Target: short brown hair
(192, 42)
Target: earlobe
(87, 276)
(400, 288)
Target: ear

★ ★ ★ ★

Output the entire listing above without leaving out or altering anything.

#### RESPONSE:
Target: short brown hair
(192, 42)
Target: earlobe
(87, 276)
(400, 288)
Target: ear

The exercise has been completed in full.